Start of Extracted entries

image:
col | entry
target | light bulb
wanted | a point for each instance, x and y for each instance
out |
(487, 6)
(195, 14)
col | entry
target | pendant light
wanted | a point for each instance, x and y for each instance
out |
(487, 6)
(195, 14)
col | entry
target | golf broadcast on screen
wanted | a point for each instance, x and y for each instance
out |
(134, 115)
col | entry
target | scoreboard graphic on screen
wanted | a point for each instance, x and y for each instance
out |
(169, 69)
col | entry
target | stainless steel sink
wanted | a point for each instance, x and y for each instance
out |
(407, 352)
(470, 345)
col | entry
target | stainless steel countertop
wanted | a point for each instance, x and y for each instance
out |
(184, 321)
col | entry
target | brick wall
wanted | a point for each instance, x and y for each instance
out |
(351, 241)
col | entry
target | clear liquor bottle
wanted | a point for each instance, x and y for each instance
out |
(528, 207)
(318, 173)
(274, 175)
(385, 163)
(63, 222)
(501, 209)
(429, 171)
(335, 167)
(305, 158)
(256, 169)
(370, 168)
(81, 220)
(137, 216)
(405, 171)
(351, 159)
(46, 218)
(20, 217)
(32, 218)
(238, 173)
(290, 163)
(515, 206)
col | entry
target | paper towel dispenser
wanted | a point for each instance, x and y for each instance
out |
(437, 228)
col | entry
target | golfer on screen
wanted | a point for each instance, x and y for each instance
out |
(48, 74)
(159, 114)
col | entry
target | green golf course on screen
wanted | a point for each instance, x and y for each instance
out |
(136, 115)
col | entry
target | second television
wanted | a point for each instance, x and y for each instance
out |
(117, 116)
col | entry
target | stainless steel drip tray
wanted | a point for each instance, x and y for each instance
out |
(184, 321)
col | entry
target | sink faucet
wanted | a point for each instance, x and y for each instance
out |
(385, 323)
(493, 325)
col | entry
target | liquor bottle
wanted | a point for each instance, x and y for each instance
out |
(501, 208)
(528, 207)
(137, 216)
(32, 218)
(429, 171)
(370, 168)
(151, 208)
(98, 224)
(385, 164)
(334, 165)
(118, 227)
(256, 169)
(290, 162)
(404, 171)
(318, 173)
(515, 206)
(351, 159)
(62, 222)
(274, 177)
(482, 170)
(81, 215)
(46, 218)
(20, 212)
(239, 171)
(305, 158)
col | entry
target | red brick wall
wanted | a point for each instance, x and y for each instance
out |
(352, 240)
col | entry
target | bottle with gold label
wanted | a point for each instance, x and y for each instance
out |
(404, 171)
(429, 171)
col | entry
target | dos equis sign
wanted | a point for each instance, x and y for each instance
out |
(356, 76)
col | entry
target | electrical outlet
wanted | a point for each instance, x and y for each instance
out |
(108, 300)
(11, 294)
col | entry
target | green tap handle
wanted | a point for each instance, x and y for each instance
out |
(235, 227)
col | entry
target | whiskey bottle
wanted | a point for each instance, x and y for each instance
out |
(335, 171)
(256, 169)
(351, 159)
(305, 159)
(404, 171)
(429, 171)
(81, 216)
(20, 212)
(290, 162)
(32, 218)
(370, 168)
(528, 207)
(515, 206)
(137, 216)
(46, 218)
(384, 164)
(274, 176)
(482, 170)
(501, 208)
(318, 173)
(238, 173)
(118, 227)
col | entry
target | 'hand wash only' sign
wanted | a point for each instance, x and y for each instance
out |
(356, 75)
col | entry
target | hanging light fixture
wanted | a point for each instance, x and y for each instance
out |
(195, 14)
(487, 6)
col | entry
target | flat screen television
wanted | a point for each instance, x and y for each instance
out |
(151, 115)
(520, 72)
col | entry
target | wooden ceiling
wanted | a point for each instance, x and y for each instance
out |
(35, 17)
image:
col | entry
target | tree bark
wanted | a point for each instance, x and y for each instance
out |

End of Extracted entries

→ **Problem**
Return each line of the listing above that contains the word "wall".

→ **Response**
target | brick wall
target | red brick wall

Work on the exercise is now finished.